WRITTEN EXERCISE. Rewrite the listing lines from the one containing "of the dorsal" through the end of the listing, changing "marker" to "dot" and keeping everything else unchanged. Give only those lines.

SUPPLIED MATERIAL.
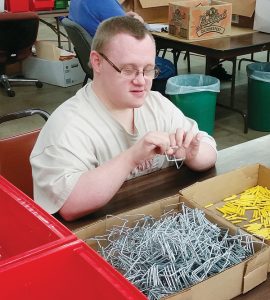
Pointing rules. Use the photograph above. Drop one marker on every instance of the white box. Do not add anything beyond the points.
(62, 73)
(261, 19)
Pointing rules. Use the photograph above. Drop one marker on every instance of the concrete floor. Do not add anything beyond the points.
(228, 125)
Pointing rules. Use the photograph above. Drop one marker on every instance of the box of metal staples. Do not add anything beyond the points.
(72, 271)
(25, 228)
(200, 19)
(241, 197)
(151, 259)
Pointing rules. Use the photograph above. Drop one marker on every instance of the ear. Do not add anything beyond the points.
(95, 61)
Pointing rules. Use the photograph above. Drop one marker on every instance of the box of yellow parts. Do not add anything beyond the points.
(241, 197)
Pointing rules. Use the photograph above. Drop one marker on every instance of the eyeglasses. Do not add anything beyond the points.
(130, 72)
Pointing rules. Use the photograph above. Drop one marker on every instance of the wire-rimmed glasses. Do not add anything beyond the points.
(130, 72)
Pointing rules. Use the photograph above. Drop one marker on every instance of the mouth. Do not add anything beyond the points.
(138, 92)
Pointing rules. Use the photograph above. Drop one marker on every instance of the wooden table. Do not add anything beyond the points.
(242, 41)
(167, 182)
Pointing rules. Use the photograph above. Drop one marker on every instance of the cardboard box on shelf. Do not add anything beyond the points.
(215, 189)
(243, 12)
(261, 19)
(50, 275)
(61, 73)
(200, 19)
(235, 280)
(152, 11)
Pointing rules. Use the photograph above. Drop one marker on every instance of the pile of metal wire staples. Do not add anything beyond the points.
(162, 257)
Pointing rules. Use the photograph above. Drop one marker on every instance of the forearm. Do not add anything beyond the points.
(96, 187)
(205, 159)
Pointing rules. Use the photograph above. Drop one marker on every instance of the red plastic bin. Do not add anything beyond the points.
(41, 4)
(25, 228)
(17, 5)
(73, 271)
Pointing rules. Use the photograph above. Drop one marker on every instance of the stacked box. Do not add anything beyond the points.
(25, 228)
(152, 11)
(196, 19)
(60, 4)
(72, 271)
(17, 6)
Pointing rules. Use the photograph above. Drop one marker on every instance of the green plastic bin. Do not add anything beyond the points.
(195, 95)
(259, 96)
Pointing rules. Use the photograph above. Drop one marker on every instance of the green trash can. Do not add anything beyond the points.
(259, 96)
(195, 95)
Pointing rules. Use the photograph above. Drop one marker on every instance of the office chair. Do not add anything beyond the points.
(15, 152)
(81, 41)
(18, 32)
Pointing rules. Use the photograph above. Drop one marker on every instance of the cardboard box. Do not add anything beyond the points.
(73, 271)
(61, 73)
(234, 281)
(25, 228)
(152, 11)
(199, 19)
(243, 12)
(261, 19)
(215, 189)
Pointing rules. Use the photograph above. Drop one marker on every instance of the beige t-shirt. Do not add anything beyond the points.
(81, 134)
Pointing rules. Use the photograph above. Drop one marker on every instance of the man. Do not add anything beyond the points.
(114, 128)
(90, 13)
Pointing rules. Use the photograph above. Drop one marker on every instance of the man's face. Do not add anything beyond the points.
(124, 51)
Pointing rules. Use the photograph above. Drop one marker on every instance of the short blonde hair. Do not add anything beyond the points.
(109, 28)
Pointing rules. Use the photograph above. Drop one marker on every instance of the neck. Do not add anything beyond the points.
(124, 116)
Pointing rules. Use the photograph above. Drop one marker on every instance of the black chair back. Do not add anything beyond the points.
(81, 41)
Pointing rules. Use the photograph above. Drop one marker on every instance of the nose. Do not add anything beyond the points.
(139, 79)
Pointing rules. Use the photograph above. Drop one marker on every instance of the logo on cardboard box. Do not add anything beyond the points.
(209, 22)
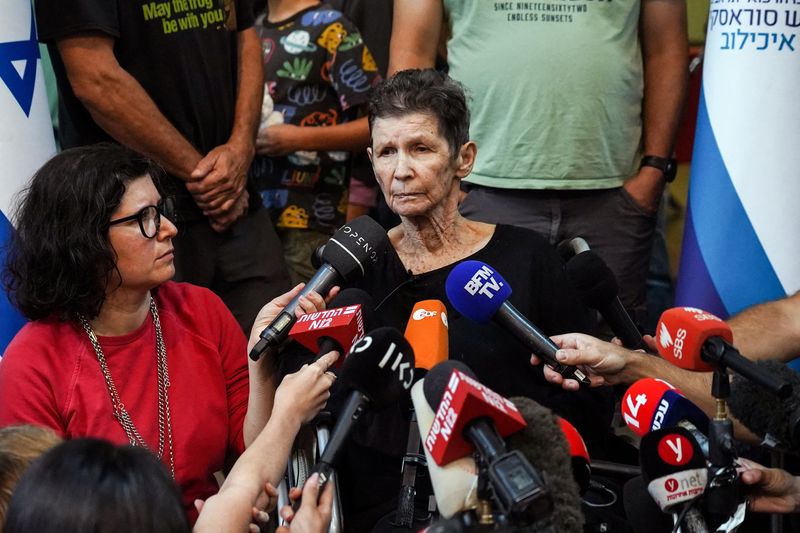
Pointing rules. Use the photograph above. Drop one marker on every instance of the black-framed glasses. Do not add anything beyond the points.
(149, 217)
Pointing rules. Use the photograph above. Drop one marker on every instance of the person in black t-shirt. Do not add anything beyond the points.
(420, 150)
(181, 82)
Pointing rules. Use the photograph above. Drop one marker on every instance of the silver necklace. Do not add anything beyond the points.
(120, 413)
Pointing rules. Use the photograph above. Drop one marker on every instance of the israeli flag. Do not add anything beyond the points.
(741, 245)
(26, 132)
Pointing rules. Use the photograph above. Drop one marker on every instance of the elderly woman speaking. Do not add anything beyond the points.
(116, 350)
(420, 151)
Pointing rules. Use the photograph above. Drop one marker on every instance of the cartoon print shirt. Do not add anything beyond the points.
(317, 72)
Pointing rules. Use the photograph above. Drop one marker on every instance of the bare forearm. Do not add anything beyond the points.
(121, 107)
(250, 90)
(665, 55)
(264, 461)
(696, 386)
(415, 34)
(770, 330)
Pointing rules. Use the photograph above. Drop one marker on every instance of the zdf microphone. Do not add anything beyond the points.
(479, 293)
(353, 249)
(696, 340)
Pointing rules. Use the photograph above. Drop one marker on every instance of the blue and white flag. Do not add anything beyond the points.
(26, 132)
(741, 245)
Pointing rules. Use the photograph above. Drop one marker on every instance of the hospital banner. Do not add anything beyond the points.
(741, 244)
(26, 132)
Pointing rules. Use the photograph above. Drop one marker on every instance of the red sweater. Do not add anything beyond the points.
(50, 376)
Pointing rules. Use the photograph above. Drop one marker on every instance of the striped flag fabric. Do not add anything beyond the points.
(741, 243)
(26, 132)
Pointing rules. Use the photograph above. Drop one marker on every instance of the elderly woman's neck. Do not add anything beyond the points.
(121, 313)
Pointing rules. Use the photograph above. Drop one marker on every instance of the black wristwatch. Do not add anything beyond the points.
(668, 167)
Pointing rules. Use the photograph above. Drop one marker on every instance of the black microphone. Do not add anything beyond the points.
(543, 443)
(676, 474)
(518, 488)
(479, 293)
(642, 512)
(778, 423)
(378, 371)
(597, 288)
(569, 248)
(354, 247)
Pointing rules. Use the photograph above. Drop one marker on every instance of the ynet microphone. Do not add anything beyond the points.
(546, 444)
(378, 371)
(479, 293)
(353, 249)
(348, 317)
(778, 423)
(676, 474)
(696, 340)
(651, 404)
(471, 417)
(597, 288)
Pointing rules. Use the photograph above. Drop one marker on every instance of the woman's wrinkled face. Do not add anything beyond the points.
(142, 263)
(413, 164)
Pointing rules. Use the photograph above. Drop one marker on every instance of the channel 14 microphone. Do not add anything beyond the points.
(697, 340)
(353, 249)
(340, 326)
(479, 293)
(471, 417)
(778, 423)
(597, 288)
(546, 445)
(455, 485)
(378, 371)
(676, 474)
(651, 404)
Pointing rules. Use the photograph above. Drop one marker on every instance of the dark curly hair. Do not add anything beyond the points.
(59, 259)
(424, 91)
(91, 485)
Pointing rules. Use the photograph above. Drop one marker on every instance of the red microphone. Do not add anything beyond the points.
(427, 333)
(696, 340)
(463, 401)
(581, 464)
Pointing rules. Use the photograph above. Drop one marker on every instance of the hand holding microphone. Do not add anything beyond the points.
(478, 292)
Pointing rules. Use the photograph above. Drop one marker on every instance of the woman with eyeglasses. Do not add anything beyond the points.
(115, 350)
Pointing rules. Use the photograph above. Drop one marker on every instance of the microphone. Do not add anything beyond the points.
(642, 512)
(472, 416)
(569, 248)
(597, 288)
(378, 371)
(478, 292)
(675, 471)
(651, 404)
(455, 485)
(696, 340)
(777, 423)
(338, 327)
(354, 247)
(546, 445)
(427, 333)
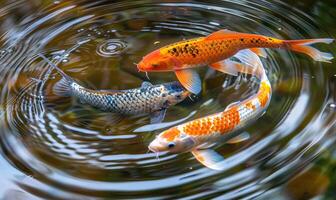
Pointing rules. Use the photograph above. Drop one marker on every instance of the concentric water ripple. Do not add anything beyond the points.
(57, 144)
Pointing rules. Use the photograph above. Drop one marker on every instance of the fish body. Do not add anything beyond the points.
(198, 135)
(219, 46)
(147, 99)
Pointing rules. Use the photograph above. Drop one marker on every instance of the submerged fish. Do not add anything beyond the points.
(199, 135)
(215, 49)
(148, 99)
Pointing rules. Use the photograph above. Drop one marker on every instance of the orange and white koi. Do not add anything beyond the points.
(215, 49)
(199, 135)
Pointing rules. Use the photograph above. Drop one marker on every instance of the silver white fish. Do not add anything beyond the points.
(147, 99)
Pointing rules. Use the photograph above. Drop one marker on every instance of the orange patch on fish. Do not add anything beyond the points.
(263, 95)
(250, 105)
(171, 134)
(230, 120)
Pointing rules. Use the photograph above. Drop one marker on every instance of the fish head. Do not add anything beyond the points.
(155, 61)
(174, 93)
(173, 141)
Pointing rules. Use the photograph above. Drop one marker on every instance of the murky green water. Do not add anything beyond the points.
(56, 148)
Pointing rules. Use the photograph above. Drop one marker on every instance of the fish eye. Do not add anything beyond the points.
(171, 145)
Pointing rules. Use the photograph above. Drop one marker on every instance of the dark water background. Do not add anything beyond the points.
(56, 148)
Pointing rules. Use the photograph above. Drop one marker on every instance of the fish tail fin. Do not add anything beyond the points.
(303, 46)
(62, 87)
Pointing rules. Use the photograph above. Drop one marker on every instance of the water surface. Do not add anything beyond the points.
(57, 148)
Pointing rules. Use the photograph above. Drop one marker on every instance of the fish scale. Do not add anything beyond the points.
(147, 99)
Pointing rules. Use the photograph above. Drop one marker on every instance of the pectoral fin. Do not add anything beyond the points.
(158, 116)
(247, 57)
(146, 84)
(226, 66)
(232, 67)
(240, 138)
(209, 158)
(190, 80)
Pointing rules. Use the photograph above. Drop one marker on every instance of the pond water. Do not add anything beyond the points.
(57, 148)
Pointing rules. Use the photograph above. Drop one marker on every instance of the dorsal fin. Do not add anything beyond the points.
(231, 105)
(146, 84)
(221, 34)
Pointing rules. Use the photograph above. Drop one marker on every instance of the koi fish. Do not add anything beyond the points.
(199, 135)
(148, 99)
(215, 49)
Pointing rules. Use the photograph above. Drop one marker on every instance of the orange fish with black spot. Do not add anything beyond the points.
(198, 136)
(215, 50)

SOLUTION TO THE EXERCISE.
Pointing rules. Use the photograph above. Drop one dot on every instance of the dorsal fin. Do not add anything beyond the points.
(231, 105)
(146, 84)
(221, 34)
Pointing rules. Use the photograph above. Drop one dot on every instance of the koi fish. Do not add anything beyond the points.
(199, 135)
(148, 99)
(215, 49)
Pointing rules. Use the photograph above. Drop one dot on every instance of the orange fish with black spot. Do not add anything beyond the points.
(198, 136)
(215, 50)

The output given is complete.